* EXERCISE
Give the lines of the items below as a JSON list of strings, one string per line with blank lines left out, starting at the line that contains "Practice. Find the dark water" and ending at the line that contains "pixel 411 425". Include both of those lines and no others.

Begin GIVEN ENTRIES

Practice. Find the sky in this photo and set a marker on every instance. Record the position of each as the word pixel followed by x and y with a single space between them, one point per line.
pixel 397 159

End GIVEN ENTRIES
Begin GIVEN ENTRIES

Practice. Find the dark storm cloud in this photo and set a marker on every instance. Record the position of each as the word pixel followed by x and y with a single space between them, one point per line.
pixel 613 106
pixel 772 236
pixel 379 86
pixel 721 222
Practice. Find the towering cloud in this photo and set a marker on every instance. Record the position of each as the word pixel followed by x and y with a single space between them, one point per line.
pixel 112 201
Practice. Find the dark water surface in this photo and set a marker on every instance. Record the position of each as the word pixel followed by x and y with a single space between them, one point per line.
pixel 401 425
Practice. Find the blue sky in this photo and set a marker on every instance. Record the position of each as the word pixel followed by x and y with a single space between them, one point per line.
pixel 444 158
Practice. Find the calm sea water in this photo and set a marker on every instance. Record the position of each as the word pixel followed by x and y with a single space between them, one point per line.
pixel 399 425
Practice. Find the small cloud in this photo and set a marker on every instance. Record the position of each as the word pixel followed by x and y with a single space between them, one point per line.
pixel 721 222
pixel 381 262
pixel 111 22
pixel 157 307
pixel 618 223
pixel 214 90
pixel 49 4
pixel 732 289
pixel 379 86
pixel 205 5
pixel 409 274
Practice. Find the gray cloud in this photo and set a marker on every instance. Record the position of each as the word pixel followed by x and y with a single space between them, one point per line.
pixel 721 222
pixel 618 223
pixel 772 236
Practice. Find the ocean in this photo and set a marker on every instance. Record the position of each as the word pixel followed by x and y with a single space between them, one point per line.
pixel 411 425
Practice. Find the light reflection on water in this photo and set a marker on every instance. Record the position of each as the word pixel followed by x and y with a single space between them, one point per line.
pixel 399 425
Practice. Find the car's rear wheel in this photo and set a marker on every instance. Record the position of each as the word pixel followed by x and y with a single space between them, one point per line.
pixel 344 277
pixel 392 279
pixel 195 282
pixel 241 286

End GIVEN ENTRIES

* TASK SOLUTION
[
  "Practice. Find the dark water surface in this photo and set a marker on every instance. Record the position of each as the word pixel followed by x and y with a single space between them, one point per line.",
  "pixel 401 425",
  "Practice. Find the blue sky in this photo and set a marker on every instance. Record the position of each as the word pixel followed by x and y with a single space between them, one point per line.",
  "pixel 444 158",
  "Practice. Find the calm sea water in this photo and set a marker on every instance. Record the position of each as the word pixel followed by x and y with a single space between them, one point per line.",
  "pixel 399 425",
  "Practice. Find the small cloud in this photo and set a marker on every instance. Record the position of each as the word pixel followed by x and y with a single space between them, one point per line.",
  "pixel 721 222",
  "pixel 381 262",
  "pixel 111 22",
  "pixel 157 307",
  "pixel 618 223",
  "pixel 214 90",
  "pixel 49 4",
  "pixel 732 289",
  "pixel 379 86",
  "pixel 205 5",
  "pixel 409 274",
  "Practice. Find the gray cloud in this photo and set a marker on every instance. Record the position of each as the word pixel followed by x and y with a single space between them, one point per line.",
  "pixel 721 222",
  "pixel 618 223",
  "pixel 772 236",
  "Practice. Find the ocean in this photo and set a marker on every instance. Record the position of each as the word pixel followed by x and y with a single space between them, one point per line.",
  "pixel 411 425"
]